Items listed in a dataset:
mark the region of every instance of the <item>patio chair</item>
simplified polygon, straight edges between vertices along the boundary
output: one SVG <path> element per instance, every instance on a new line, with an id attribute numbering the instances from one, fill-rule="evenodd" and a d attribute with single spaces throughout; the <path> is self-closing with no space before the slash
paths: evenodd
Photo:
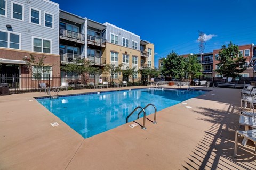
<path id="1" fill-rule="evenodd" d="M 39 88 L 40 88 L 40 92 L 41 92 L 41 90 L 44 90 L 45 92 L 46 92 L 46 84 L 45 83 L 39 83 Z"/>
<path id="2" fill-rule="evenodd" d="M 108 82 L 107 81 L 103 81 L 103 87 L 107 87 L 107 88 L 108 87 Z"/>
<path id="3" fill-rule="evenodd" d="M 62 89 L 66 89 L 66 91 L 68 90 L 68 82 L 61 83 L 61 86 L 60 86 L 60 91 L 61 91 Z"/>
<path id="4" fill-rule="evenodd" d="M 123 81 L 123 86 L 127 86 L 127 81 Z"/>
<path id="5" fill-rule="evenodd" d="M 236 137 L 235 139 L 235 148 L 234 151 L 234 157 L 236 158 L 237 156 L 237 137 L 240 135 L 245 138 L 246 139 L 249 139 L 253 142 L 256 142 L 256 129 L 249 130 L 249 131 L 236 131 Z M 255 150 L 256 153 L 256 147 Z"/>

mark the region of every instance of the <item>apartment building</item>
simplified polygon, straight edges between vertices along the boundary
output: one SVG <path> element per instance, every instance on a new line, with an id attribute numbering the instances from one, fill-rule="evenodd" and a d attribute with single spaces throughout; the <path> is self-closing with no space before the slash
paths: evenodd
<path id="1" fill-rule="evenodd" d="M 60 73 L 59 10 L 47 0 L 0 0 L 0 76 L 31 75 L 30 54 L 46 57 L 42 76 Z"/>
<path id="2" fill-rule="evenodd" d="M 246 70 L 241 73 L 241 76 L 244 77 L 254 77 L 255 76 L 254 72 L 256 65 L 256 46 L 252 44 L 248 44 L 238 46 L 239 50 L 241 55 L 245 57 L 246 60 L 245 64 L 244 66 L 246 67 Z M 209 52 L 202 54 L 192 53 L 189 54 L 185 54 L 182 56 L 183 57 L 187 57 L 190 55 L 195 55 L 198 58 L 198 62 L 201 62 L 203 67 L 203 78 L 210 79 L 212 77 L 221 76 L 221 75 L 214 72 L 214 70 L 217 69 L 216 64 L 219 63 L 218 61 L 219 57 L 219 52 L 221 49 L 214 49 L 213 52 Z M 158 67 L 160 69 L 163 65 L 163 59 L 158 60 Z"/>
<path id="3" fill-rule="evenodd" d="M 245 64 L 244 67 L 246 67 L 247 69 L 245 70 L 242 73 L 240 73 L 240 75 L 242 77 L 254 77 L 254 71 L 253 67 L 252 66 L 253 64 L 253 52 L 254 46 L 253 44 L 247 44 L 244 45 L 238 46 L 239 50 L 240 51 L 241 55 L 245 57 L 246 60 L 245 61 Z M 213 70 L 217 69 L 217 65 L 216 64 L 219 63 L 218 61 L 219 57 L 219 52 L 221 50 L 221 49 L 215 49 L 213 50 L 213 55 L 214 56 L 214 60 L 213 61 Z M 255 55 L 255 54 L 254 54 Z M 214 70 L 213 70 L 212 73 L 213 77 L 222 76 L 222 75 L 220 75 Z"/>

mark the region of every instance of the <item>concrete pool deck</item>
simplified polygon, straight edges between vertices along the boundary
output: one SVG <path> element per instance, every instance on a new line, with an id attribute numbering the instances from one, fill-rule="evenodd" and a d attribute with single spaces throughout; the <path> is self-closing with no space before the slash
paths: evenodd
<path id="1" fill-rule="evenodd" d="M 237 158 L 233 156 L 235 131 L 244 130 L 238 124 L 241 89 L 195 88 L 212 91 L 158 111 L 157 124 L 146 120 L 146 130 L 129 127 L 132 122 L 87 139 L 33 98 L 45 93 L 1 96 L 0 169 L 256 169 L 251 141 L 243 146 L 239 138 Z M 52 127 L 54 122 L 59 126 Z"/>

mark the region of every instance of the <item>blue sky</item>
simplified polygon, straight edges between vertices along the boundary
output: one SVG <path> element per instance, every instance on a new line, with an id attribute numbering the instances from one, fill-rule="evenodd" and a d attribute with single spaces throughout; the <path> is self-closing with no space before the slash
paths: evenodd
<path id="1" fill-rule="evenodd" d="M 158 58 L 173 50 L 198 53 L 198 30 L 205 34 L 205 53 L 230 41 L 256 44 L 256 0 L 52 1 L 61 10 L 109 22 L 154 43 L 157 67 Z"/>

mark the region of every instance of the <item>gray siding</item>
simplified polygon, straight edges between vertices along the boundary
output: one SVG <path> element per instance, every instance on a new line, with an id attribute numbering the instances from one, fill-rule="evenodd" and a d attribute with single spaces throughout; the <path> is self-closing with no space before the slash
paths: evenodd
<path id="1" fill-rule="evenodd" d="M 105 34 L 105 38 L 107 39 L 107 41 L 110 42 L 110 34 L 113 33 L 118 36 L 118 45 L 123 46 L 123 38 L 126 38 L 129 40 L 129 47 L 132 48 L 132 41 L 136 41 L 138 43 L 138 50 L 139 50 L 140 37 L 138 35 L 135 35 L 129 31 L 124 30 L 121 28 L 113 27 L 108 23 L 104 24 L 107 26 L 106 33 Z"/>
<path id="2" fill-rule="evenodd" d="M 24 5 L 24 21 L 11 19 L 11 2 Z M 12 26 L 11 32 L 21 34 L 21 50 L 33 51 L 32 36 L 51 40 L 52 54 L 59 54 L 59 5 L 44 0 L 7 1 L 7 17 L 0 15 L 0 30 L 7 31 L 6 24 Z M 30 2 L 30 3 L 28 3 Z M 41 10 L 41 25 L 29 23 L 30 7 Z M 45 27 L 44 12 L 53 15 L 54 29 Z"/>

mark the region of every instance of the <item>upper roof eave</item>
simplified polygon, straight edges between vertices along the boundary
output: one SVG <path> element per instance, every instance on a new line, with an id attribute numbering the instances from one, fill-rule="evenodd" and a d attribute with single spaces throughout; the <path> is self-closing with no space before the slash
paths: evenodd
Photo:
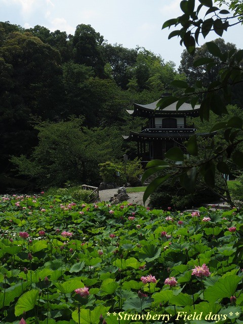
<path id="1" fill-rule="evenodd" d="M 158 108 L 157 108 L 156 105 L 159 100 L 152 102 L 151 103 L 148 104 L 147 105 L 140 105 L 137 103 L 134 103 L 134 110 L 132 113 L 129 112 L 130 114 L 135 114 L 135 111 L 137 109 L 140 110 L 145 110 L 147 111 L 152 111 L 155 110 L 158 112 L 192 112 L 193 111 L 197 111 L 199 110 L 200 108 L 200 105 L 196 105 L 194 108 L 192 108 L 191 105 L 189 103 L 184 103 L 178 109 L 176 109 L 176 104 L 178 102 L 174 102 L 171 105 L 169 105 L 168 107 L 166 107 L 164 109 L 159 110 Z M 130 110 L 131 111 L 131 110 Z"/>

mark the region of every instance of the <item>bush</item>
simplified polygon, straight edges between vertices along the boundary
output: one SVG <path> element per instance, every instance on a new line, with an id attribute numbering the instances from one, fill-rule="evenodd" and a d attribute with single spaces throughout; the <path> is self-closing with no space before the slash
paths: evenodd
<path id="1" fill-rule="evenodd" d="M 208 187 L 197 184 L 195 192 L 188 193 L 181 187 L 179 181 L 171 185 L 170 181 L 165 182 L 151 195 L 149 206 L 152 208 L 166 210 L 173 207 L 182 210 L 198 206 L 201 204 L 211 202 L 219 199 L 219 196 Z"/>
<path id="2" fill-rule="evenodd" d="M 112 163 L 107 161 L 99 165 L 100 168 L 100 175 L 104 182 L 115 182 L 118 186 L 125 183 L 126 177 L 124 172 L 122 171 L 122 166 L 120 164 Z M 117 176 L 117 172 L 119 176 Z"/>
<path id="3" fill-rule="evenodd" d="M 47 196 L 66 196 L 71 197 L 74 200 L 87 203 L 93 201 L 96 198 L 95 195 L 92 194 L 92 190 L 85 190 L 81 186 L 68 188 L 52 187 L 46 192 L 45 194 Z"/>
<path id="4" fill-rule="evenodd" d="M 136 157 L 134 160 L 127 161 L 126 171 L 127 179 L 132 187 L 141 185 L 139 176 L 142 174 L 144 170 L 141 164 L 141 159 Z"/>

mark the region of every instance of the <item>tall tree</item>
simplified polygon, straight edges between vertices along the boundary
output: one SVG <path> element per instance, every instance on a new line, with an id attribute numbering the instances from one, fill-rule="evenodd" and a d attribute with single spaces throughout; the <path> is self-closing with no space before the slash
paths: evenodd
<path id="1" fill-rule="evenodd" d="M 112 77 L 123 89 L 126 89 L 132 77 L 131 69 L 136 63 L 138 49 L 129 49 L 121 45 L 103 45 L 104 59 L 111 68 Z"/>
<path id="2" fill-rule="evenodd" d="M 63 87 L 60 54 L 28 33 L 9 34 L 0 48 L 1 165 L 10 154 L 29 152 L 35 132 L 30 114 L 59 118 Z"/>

* _Set task_
Reproduce word for word the lines of the records starting at the line containing "mark the region of every instance of the <item>bush</item>" and ending at the line containing "136 157 L 134", both ends included.

* _Right answer_
mark the region of every instance of the <item>bush</item>
simplified polygon, straight edges between vertices along the boundary
output: one SVG <path> element per instance, every instance on a new line, with an id attribute numbering the instances from one, fill-rule="evenodd" and a d attribute with single spaces throughout; the <path> is self-closing with no space before the slash
paths: evenodd
<path id="1" fill-rule="evenodd" d="M 208 187 L 197 184 L 195 192 L 188 193 L 181 187 L 179 181 L 171 185 L 170 181 L 165 182 L 151 195 L 149 206 L 152 208 L 166 210 L 173 207 L 182 210 L 198 206 L 201 204 L 211 202 L 219 199 L 219 196 Z"/>
<path id="2" fill-rule="evenodd" d="M 112 163 L 107 161 L 99 165 L 100 168 L 100 175 L 104 182 L 115 182 L 118 186 L 125 183 L 126 177 L 124 172 L 122 171 L 122 166 L 120 164 Z M 117 176 L 117 172 L 119 176 Z"/>
<path id="3" fill-rule="evenodd" d="M 47 196 L 66 196 L 71 197 L 74 200 L 87 203 L 93 201 L 96 198 L 95 195 L 92 194 L 92 190 L 85 190 L 81 186 L 68 188 L 52 187 L 46 192 L 45 194 Z"/>
<path id="4" fill-rule="evenodd" d="M 136 157 L 134 160 L 127 161 L 126 171 L 127 179 L 132 187 L 141 185 L 139 176 L 142 174 L 144 170 L 141 164 L 141 159 Z"/>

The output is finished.